> [TRECHO APRESENTADO]:
O professor Herling Alonzo, do Departamento de Saúde Coletiva da Faculdade de Ciências Médicas (FCM) da Unicamp acrescenta que a comparação com o avanço da doença em outros países exige cuidado.
“É muito fácil pensar na Espanha e na Itália que têm IDH (Índice de Desenvolvimento Humano) alto e populações pequenas. Aqui são 210 milhões e existem pessoas em insegurança ocupacional”, pondera.
A existência de favelas – onde moram 13,6 milhões de pessoas, segundo pesquisa do Instituto Locomotiva/ Data Favela divulgada em 24 de março -, por si só, já é um agravante para a disseminação do novo coronavírus no país.
Sete em cada dez famílias que moram nessas favelas já tiveram sua renda reduzida por causa da pandemia do novo coronavírus, aponta ainda a pesquisa feita com 1,14 mil entrevistados em 262 comunidades de todos os estados do país.
Isolamento é impraticável nas favelas
De acordo com Alonzo, é esperada uma elevação da curva de contágio do novo vírus quando ele chegar às periferias. Um dos fatores que contribuem para isso são as condições precárias de habitação e a densidade demográfica.
“[Nessa situação] é difícil fazer isolamento, porque você tem casas com 6, 7, 10 pessoas. Isso pode explodir a curva de contágio”, destaca.

> [EXERCÍCIOS]:
1. Devolva, sem alterar nada, a parte do trecho que começa pelas palavras "O professor Herling" e termina em "países exige cuidado.".
2. Responda com base no trecho:
(a) Quantas pessoas moram em favelas, segundo a pesquisa citada?
(b) Em quantas comunidades a pesquisa foi feita?
(c) A que departamento pertence o professor Herling Alonzo?
3. Diga se cada afirmação está de acordo com o trecho:
(a) A pesquisa do Instituto Locomotiva/Data Favela foi divulgada em 24 de março.
(b) Alonzo cita a França como exemplo de país com IDH alto.
(c) Metade das famílias das favelas teve a renda reduzida pela pandemia.
As entradas não têm nenhum papel nestes exercícios.

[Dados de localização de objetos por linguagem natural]
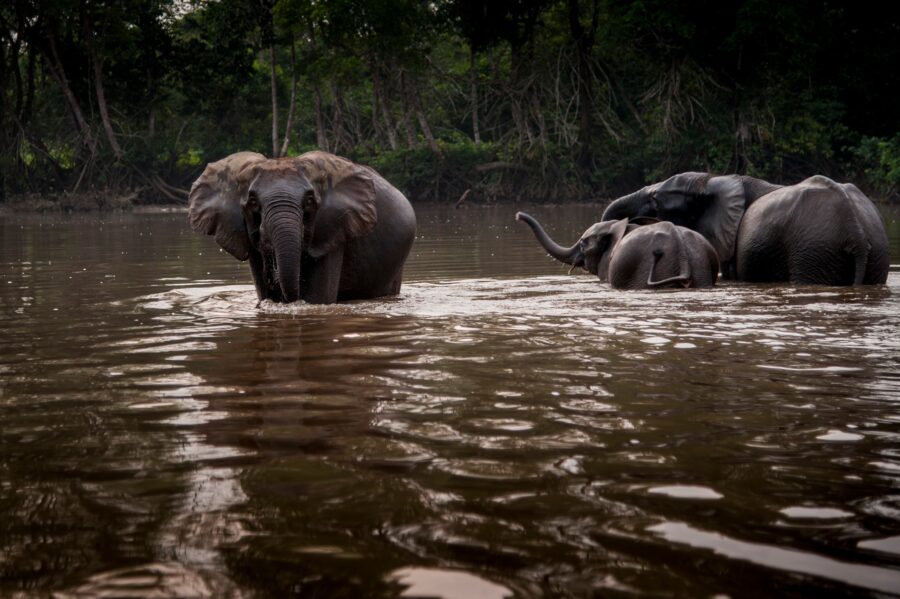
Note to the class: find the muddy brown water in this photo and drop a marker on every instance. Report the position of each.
(500, 429)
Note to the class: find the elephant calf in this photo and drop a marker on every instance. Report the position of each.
(814, 232)
(642, 254)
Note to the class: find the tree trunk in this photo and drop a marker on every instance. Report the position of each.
(423, 122)
(321, 139)
(407, 111)
(101, 104)
(584, 42)
(97, 68)
(290, 121)
(473, 74)
(337, 126)
(274, 101)
(56, 69)
(382, 108)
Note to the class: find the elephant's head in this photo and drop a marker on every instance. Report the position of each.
(277, 212)
(711, 205)
(591, 252)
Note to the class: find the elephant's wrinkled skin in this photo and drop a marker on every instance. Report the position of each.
(645, 254)
(315, 227)
(814, 232)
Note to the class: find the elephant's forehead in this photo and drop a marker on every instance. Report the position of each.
(322, 167)
(595, 229)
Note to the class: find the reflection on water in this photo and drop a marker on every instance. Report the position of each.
(500, 429)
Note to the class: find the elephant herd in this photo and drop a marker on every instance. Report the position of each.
(323, 229)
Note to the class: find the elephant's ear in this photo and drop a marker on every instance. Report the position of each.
(215, 202)
(347, 211)
(606, 246)
(720, 221)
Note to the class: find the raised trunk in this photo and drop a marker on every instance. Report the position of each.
(571, 255)
(285, 226)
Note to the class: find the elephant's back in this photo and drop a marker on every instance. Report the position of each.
(815, 232)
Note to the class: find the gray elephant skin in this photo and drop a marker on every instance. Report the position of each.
(315, 227)
(815, 232)
(642, 254)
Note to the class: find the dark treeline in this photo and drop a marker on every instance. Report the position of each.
(499, 99)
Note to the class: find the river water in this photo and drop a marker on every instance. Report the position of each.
(500, 429)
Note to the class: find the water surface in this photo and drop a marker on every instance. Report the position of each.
(500, 429)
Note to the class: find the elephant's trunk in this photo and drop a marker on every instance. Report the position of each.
(285, 226)
(634, 204)
(571, 255)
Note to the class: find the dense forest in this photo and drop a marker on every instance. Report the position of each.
(489, 100)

> [RESPOSTAS]:
1.
O professor Herling Alonzo, do Departamento de Saúde Coletiva da Faculdade de Ciências Médicas (FCM) da Unicamp acrescenta que a comparação com o avanço da doença em outros países exige cuidado.

2.
(a) 13,6 milhões de pessoas.
(b) Em 262 comunidades.
(c) Ao Departamento de Saúde Coletiva da Faculdade de Ciências Médicas (FCM) da Unicamp.

3.
(a) Sim: "divulgada em 24 de março".
(b) Não: "pensar na Espanha e na Itália que têm IDH (Índice de Desenvolvimento Humano) alto".
(c) Não: "Sete em cada dez famílias que moram nessas favelas já tiveram sua renda reduzida".